# SUPPLIED DATA
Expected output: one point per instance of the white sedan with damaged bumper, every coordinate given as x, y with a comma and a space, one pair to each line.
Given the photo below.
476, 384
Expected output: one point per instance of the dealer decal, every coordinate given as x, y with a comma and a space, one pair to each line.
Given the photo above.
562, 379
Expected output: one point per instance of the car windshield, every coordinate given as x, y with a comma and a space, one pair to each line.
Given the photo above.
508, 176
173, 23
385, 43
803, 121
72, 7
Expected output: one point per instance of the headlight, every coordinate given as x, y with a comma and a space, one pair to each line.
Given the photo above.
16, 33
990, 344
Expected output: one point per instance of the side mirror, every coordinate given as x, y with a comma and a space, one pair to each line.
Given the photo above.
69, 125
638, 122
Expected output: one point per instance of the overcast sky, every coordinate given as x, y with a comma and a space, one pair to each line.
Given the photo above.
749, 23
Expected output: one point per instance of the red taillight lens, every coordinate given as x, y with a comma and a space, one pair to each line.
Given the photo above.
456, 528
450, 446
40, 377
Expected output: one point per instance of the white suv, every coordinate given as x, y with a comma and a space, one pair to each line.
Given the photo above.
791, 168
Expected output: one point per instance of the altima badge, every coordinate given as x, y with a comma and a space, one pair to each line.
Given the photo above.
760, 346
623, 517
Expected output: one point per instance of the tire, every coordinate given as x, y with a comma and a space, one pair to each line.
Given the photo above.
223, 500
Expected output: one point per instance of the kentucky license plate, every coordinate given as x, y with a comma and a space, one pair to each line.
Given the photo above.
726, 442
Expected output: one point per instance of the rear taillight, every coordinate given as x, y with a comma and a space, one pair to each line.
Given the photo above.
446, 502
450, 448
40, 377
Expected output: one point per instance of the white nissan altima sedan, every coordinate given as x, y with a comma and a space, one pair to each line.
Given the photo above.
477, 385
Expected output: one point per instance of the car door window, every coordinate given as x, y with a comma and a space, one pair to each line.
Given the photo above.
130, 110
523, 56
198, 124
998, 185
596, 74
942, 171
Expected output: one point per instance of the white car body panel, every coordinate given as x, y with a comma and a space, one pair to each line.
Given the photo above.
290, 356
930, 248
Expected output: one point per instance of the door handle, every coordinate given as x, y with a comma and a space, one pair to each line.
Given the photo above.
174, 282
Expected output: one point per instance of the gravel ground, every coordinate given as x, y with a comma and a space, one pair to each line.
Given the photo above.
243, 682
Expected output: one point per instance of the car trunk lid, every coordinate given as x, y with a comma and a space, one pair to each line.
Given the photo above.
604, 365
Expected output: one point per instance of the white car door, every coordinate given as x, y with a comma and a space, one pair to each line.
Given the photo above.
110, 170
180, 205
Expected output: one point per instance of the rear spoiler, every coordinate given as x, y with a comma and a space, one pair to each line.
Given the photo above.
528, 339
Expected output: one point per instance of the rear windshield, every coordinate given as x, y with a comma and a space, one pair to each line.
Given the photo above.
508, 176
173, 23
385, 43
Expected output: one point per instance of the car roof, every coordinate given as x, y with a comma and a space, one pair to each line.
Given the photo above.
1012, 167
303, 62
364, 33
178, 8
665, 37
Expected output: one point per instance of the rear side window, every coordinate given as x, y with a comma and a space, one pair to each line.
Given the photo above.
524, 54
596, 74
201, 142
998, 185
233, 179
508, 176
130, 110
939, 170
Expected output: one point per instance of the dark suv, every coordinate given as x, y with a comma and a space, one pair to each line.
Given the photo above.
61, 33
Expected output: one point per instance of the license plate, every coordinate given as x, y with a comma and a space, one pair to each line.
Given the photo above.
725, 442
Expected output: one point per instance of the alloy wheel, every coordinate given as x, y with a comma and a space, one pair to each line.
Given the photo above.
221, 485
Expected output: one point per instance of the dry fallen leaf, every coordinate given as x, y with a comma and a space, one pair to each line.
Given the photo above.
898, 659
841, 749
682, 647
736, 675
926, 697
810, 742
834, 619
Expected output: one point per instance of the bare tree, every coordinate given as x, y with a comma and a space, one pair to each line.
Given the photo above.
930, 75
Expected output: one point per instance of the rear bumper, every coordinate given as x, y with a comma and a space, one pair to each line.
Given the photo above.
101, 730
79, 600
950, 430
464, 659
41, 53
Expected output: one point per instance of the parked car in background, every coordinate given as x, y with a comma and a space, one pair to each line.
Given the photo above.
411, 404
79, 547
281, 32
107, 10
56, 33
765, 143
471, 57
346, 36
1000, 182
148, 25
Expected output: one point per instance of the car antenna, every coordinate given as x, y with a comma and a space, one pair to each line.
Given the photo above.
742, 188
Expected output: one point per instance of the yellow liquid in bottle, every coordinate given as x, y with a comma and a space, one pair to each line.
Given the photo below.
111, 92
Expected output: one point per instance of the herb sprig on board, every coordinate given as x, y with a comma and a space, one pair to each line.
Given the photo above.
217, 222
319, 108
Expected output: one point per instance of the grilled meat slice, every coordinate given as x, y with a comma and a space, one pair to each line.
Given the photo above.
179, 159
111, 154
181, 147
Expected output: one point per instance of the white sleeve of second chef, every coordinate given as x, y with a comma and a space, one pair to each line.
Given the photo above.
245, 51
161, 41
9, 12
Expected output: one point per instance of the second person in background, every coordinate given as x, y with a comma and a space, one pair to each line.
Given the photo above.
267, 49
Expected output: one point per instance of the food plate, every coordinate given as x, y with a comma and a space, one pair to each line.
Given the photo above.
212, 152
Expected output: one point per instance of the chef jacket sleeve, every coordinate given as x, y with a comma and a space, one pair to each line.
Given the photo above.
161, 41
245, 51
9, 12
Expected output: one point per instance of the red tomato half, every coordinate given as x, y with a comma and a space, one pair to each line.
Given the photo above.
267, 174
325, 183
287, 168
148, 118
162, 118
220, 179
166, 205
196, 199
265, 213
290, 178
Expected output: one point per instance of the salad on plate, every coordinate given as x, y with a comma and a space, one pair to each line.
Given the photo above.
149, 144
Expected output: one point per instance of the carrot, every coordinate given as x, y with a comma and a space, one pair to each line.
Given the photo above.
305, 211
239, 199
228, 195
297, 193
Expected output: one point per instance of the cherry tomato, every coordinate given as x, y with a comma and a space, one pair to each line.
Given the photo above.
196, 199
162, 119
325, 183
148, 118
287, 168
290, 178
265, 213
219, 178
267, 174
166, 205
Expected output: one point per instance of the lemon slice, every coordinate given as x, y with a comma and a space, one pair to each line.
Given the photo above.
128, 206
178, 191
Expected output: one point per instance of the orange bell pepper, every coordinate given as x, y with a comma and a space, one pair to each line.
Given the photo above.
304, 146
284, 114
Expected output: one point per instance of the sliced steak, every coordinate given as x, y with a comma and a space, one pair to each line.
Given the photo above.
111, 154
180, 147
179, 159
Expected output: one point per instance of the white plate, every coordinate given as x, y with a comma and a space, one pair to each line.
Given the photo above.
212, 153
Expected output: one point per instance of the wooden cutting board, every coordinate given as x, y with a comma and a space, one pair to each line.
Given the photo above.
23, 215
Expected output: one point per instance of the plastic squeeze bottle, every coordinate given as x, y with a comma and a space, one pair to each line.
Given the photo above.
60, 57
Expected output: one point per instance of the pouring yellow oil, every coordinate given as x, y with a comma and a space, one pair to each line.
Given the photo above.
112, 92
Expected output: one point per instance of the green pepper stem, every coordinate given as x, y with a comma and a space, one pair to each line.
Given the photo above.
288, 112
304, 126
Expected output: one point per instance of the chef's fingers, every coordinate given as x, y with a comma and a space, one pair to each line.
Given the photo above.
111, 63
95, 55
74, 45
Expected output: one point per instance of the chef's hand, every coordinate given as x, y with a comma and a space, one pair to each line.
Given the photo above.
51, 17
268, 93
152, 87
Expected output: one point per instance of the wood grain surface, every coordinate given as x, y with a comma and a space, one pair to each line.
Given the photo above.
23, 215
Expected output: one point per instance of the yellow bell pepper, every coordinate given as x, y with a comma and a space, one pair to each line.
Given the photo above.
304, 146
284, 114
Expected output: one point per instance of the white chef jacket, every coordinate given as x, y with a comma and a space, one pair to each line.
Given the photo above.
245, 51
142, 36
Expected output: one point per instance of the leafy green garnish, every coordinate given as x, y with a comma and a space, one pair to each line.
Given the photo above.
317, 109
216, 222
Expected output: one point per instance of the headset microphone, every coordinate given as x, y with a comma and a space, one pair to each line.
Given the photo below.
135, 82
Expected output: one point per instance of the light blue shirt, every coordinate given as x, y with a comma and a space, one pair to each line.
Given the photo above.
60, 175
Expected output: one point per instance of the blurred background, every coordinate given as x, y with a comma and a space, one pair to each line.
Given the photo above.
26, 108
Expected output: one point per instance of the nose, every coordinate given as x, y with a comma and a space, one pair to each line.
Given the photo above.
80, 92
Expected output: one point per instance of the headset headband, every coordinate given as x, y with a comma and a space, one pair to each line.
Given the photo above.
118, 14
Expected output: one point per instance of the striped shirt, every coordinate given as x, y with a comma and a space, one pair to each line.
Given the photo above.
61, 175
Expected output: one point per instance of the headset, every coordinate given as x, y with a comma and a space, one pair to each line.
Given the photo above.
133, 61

# WHAT THIS TASK INVOLVES
Include both ends. Return the line holding "Expected output: one point per instance of the nose, every" and all lines after it in the records above, exactly as written.

# TASK SOLUTION
Expected output: one point per instance of the nose, every coordinate given as x, y with a comma and a space, one pair to each line.
Given the photo above.
80, 92
Expected output: one point per instance of the headset headband, every coordinate given as x, y with a comma and a space, one pair to each line.
Given the photo above.
118, 14
Expected output: one point per instance of the striped shirt, every coordinate given as x, y with a comma and a space, one pair to each line.
Given the photo above.
61, 175
Expected output: one point per instance of the headset, every coordinate given as x, y with a comma and a space, one pair to each line.
Given the photo above.
133, 61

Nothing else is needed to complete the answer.